Short task:
Put every line of the records below into a Markdown table with two columns, Number and Record line, where each row holds a row number and one line. Leave out blank lines.

** Start Data shown **

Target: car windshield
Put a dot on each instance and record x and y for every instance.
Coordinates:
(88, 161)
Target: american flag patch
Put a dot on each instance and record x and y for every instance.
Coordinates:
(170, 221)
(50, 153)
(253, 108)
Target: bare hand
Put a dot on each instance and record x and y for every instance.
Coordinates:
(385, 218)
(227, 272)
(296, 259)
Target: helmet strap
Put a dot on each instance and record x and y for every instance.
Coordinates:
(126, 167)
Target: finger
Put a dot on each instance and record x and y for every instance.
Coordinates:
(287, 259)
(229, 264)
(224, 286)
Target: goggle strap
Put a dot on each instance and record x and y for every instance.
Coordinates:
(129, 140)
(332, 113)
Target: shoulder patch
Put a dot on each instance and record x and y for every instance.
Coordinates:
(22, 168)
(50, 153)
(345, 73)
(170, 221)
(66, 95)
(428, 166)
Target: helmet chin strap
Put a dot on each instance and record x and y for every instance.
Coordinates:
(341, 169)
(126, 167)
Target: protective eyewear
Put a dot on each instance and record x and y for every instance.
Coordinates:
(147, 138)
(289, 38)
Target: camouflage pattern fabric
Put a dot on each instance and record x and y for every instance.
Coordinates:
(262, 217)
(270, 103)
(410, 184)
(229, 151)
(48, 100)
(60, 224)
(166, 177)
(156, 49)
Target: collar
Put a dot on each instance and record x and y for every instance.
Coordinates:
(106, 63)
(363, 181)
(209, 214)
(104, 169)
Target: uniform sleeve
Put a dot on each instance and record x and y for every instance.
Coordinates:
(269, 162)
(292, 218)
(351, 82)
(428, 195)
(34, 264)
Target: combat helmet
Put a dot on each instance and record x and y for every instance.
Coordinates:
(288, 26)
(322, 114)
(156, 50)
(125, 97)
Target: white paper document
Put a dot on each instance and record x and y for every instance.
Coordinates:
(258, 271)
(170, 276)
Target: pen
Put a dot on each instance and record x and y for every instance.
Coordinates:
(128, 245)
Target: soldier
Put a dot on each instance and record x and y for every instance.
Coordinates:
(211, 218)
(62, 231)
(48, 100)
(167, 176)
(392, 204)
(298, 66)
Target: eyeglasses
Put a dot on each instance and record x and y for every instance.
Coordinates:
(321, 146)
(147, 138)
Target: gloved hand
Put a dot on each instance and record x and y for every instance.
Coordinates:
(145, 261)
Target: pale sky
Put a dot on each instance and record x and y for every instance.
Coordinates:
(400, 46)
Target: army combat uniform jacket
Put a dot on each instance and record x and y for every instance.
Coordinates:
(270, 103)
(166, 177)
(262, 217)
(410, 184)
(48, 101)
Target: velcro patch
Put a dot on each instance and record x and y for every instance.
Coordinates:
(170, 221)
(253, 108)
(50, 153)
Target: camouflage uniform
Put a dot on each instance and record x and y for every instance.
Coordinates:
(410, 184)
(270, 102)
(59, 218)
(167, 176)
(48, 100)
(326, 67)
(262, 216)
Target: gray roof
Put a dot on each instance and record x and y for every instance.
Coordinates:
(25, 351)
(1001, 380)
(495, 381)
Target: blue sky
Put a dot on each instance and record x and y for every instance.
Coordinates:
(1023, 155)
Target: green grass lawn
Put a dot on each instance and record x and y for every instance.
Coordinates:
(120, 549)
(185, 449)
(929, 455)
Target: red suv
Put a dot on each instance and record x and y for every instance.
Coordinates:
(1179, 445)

** End Data shown **

Expected answer:
| Number | Record line |
|---|---|
| 1 | Target: car windshield |
| 2 | Put a dot on each instance and record x and y for every instance. |
| 3 | Coordinates: |
| 4 | (88, 161) |
| 5 | Target: american flag patch |
| 6 | Put a dot on each instance and record x and y for every instance. |
| 7 | Coordinates: |
| 8 | (170, 221) |
| 9 | (50, 153) |
| 10 | (253, 108) |
| 11 | Target: bare hand |
| 12 | Put a dot on each instance and record x and y for every instance. |
| 13 | Coordinates: |
| 14 | (385, 218) |
| 15 | (227, 272) |
| 16 | (296, 259) |
| 17 | Target: helmet strap |
| 18 | Put a dot on each instance and record x and y for every instance. |
| 19 | Coordinates: |
| 20 | (126, 167) |
| 21 | Target: finger |
| 22 | Put a dot on each instance and record x and y for every instance. |
| 23 | Coordinates: |
| 24 | (287, 259) |
| 25 | (229, 264) |
| 26 | (224, 286) |
| 27 | Target: goggle strap |
| 28 | Put a dot on each instance and record x and y for every instance. |
| 29 | Coordinates: |
| 30 | (129, 140) |
| 31 | (332, 113) |
| 32 | Target: shoulder patch |
| 33 | Put a dot on each instance and record x and y for every instance. |
| 34 | Coordinates: |
| 35 | (22, 168) |
| 36 | (50, 153) |
| 37 | (345, 73) |
| 38 | (170, 221) |
| 39 | (66, 95) |
| 40 | (428, 166) |
| 41 | Target: helmet chin strap |
| 42 | Put a dot on each instance and record x and y for every instance. |
| 43 | Coordinates: |
| 44 | (341, 169) |
| 45 | (126, 167) |
| 46 | Target: protective eyewear |
| 47 | Put a dot on each instance and record x and y for every instance. |
| 48 | Coordinates: |
| 49 | (147, 138) |
| 50 | (289, 38) |
| 51 | Target: camouflage pattern fabric |
| 52 | Put a dot on each instance and record x and y for every instance. |
| 53 | Coordinates: |
| 54 | (262, 217) |
| 55 | (270, 103) |
| 56 | (410, 184) |
| 57 | (229, 151) |
| 58 | (48, 100) |
| 59 | (60, 224) |
| 60 | (166, 177) |
| 61 | (156, 49) |
| 62 | Target: collar |
| 63 | Put a dot on each instance and record x and y for every instance. |
| 64 | Coordinates: |
| 65 | (106, 63) |
| 66 | (363, 181) |
| 67 | (209, 214) |
| 68 | (104, 169) |
| 69 | Target: uniform sleeve |
| 70 | Put a dot on each instance and record x and y for every instance. |
| 71 | Coordinates: |
| 72 | (269, 162) |
| 73 | (292, 218) |
| 74 | (351, 82) |
| 75 | (428, 195) |
| 76 | (34, 264) |
| 77 | Target: combat helmet |
| 78 | Put a dot on each instance and record x and y for every instance. |
| 79 | Coordinates: |
| 80 | (288, 26) |
| 81 | (322, 114) |
| 82 | (156, 50) |
| 83 | (125, 97) |
| 84 | Target: white paper document |
| 85 | Put a dot on each instance and record x and y for every instance. |
| 86 | Coordinates: |
| 87 | (258, 271) |
| 88 | (170, 276) |
| 89 | Target: pen |
| 90 | Put a dot on each instance and record x and y for every instance. |
| 91 | Coordinates: |
| 92 | (128, 245) |
| 93 | Target: soldier |
| 94 | Put a dot on each instance and record x and y for every instance. |
| 95 | Coordinates: |
| 96 | (211, 218) |
| 97 | (62, 231) |
| 98 | (48, 100) |
| 99 | (167, 176) |
| 100 | (392, 204) |
| 101 | (298, 66) |
| 102 | Target: eyeglasses |
| 103 | Put a dot on each instance and record x and y for every instance. |
| 104 | Coordinates: |
| 105 | (321, 146) |
| 106 | (147, 138) |
| 107 | Target: gloved hand |
| 108 | Put a dot on each instance and record x and y for every instance. |
| 109 | Coordinates: |
| 110 | (145, 261) |
| 111 | Target: pale sky |
| 112 | Put a dot on each instance and record x and y for every instance. |
| 113 | Coordinates: |
| 114 | (400, 46) |
| 115 | Target: army combat uniform jacket |
| 116 | Put a dot on each instance and record x and y for every instance. |
| 117 | Coordinates: |
| 118 | (270, 103) |
| 119 | (166, 177) |
| 120 | (262, 217) |
| 121 | (410, 184) |
| 122 | (48, 101) |
| 123 | Target: velcro patch |
| 124 | Put a dot on each instance and record x and y for every instance. |
| 125 | Coordinates: |
| 126 | (170, 221) |
| 127 | (253, 108) |
| 128 | (50, 153) |
| 129 | Target: camouflage uniform |
| 130 | Put a dot on each instance and record x and y for every instance. |
| 131 | Coordinates: |
| 132 | (410, 184) |
| 133 | (270, 102) |
| 134 | (59, 218) |
| 135 | (167, 176) |
| 136 | (48, 100) |
| 137 | (326, 67) |
| 138 | (262, 216) |
| 139 | Target: gray roof |
| 140 | Put a dot on each instance and record x and y for every instance. |
| 141 | Coordinates: |
| 142 | (25, 351) |
| 143 | (1001, 380) |
| 144 | (495, 381) |
| 145 | Target: blue sky |
| 146 | Put a dot on each instance and record x and y for every instance. |
| 147 | Coordinates: |
| 148 | (1023, 155) |
| 149 | Target: green grass lawn |
| 150 | Put a dot on each instance and record x and y for every instance. |
| 151 | Coordinates: |
| 152 | (120, 549) |
| 153 | (185, 449) |
| 154 | (929, 455) |
| 155 | Target: red suv |
| 156 | Put a dot on each instance and record x and y for every instance. |
| 157 | Coordinates: |
| 158 | (1179, 445) |